* begin Record set *
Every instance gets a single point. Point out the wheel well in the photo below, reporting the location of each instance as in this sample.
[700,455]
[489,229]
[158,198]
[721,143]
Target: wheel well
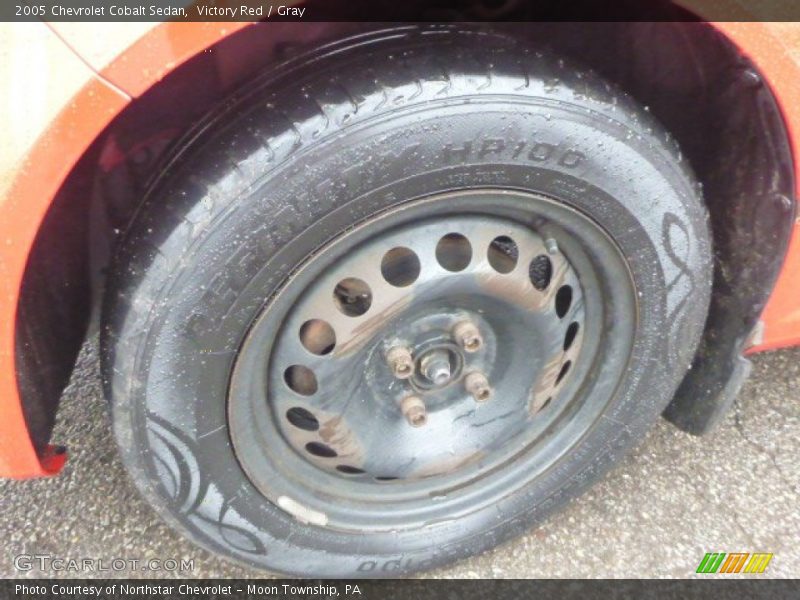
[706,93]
* end Record set *
* begin Record set *
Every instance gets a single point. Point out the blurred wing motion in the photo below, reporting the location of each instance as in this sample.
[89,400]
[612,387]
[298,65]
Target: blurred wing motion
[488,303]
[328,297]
* end Record set *
What you are asked to do: How many lines in the entries above contain the string "point"? Case counts. Reply with the number only.

The result: 2